| Requirement A |
Summarize the Dataset class documentation in two sentences.

| Provided passage |
=-=-=-=-=

Dataset

This defines the base dataset class Dataset.

class Dataset.Dataset(name=None, window=1, context_window=None, chunking=None, seq_ordering='default', partition_epoch=None, repeat_epoch=None, seq_list_filter_file=None, unique_seq_tags=False, seq_order_seq_lens_file=None, shuffle_frames_of_nseqs=0, min_chunk_size=0, chunking_variance=0, estimated_num_seqs=None)[source]

Base class for any dataset. This defines the dataset API.

Parameters:
  • name (str) – e.g. “train” or “eval”
  • window (int) – features will be of dimension window * feature_dim, as we add a context-window around. not all datasets support this option.
  • context_window (None|int|dict|NumbersDict|(dict,dict)) – will add this context for each chunk
  • chunking (None|str|int|(int,int)|dict|(dict,dict)) – “chunk_size:chunk_step”
  • seq_ordering (str) – “batching”-option in config. e.g. “default”, “sorted” or “random”. See self.get_seq_order_for_epoch() for more details.
  • partition_epoch (int|None) –
  • repeat_epoch (int|None) – Repeat the sequences in an epoch this many times. Useful to scale the dataset relative to other datasets, e.g. when used in CombinedDataset. Not allowed to be used in combination with partition_epoch.
  • seq_list_filter_file (str|None) – defines a subset of sequences (by tag) to use
  • unique_seq_tags (bool) – uniquify seqs with same seq tags in seq order
  • seq_order_seq_lens_file (str|None) – for seq order, use the seq length given by this file
  • shuffle_frames_of_nseqs (int) – shuffles the frames. not always supported
  • estimated_num_seqs (None|int) – for progress reporting in case the real num_seqs is unknown
static kwargs_update_from_config(config, kwargs)[source]
static get_default_kwargs_eval(config)[source]
Parameters:config (Config.Config) –
Return type:dict[str]
classmethod from_config(config, **kwargs)[source]
Parameters:kwargs (dict[str]) – passed on to __init__
Return type:Dataset
sliding_window(self, xr)[source]
Return type:numpy.ndarray
preprocess(self, seq)[source]
Return type:numpy.ndarray
is_cached(self, start, end)[source]
Parameters:
  • start (int) – like in load_seqs(), sorted seq idx
  • end (int) – like in load_seqs(), sorted seq idx
Return type:

bool

:returns whether we have the full range (start,end) of sorted seq idx.

get_seq_length_nd(self, sorted_seq_idx)[source]
Return type:numpy.ndarray

:returns the len of the input features and the len of each target sequence. Note: This is deprecated, better use get_seq_length(). Attention: Either this method or get_seq_length() needs to be redefined in any subclass of Dataset! However, in new code, just override get_seq_length().

get_seq_length(self, seq_idx)[source]
Parameters:seq_idx (int) –
Return type:NumbersDict

:returns the len of the input features and the len of the target sequence.

get_num_timesteps(self)[source]
Return type:int
get_num_codesteps(self)[source]
Return type:int|list[int]
load_seqs(self, start, end)[source]

Load data sequences, such that self.get_data() & friends can return the data.

=-=-=-=-=

| Records to use |
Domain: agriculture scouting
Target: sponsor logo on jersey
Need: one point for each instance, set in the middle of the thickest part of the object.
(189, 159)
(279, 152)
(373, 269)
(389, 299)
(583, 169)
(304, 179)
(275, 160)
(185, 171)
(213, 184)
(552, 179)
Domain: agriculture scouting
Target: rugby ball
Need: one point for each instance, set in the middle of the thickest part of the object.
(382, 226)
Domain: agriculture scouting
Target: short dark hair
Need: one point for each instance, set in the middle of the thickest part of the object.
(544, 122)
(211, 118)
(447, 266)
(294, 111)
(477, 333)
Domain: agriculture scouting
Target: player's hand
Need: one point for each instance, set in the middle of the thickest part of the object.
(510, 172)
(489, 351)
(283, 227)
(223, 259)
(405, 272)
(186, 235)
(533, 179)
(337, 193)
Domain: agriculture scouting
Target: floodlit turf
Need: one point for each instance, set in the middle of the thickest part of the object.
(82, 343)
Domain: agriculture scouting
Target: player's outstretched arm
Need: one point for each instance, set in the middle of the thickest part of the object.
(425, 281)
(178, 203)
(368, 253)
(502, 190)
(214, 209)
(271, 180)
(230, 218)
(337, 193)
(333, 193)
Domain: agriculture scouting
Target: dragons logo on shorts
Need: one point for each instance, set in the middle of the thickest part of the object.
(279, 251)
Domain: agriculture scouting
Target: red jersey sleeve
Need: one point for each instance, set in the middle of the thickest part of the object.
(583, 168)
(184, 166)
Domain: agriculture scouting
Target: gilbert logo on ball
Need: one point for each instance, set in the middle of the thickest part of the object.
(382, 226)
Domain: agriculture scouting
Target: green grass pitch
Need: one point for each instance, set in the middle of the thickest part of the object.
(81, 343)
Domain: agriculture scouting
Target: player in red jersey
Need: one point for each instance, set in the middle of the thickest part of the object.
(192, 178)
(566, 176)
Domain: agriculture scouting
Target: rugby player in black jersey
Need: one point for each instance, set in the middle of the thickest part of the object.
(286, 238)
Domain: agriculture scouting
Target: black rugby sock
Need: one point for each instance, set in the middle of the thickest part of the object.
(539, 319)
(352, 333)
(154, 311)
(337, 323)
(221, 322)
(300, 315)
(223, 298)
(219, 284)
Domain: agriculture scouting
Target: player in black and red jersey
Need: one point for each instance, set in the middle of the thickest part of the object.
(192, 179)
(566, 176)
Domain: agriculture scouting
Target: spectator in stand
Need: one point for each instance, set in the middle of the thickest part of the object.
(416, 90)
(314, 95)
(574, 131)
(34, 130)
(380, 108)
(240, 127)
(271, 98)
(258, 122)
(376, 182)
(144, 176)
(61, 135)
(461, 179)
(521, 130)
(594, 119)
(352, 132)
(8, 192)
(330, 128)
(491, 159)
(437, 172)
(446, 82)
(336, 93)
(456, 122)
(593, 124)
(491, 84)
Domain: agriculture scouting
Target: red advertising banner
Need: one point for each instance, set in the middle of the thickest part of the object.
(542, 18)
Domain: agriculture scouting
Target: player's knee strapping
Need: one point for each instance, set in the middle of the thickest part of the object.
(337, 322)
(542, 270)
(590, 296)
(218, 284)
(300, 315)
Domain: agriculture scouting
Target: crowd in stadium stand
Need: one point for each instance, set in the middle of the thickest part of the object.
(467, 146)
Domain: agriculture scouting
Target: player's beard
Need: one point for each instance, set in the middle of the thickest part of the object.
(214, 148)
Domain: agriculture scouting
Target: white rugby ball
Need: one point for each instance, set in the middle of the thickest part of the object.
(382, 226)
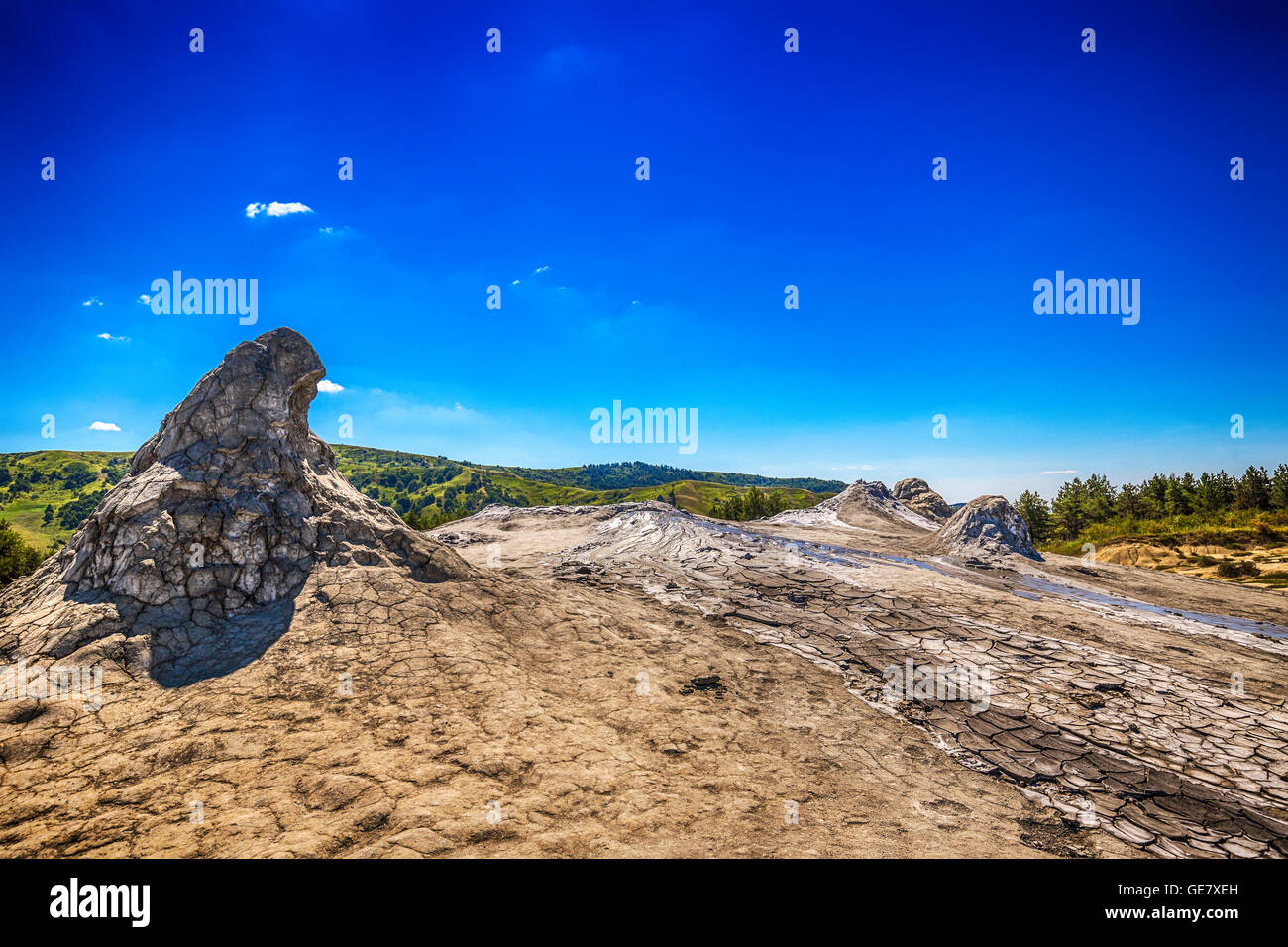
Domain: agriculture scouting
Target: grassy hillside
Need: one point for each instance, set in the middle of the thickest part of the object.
(46, 495)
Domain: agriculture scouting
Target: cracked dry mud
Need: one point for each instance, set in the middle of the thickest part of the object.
(631, 681)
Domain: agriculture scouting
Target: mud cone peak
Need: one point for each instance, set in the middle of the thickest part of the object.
(227, 510)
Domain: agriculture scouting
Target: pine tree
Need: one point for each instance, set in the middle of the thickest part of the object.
(1035, 513)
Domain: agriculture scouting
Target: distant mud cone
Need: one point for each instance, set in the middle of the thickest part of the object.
(988, 526)
(915, 493)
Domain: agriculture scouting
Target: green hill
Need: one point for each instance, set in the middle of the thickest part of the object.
(46, 495)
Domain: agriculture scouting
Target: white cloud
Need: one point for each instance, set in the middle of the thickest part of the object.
(277, 209)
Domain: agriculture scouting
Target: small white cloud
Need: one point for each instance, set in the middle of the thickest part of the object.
(277, 209)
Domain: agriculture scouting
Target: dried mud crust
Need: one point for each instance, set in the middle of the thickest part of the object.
(570, 712)
(1115, 720)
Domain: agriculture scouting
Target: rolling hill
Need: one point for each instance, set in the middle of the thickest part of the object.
(46, 495)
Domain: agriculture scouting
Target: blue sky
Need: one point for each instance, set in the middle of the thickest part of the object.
(767, 169)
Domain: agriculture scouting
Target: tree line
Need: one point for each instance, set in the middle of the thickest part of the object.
(1081, 504)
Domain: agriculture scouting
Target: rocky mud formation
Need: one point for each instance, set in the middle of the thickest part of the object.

=-=-=-=-=

| Requirement B |
Show every line of the listing above that contains the word "jersey", matching case exactly.

| Exercise result A |
The Dataset class is the base class for any dataset and defines the dataset API, taking constructor parameters such as name, window, chunking, seq_ordering and repeat_epoch. Its documented methods include from_config, is_cached, get_seq_length and load_seqs, and get_seq_length_nd is marked as deprecated in favor of get_seq_length().

| Exercise result B |
Target: sponsor logo on jersey
Target: red jersey sleeve
Target: player in red jersey
Target: rugby player in black jersey
Target: player in black and red jersey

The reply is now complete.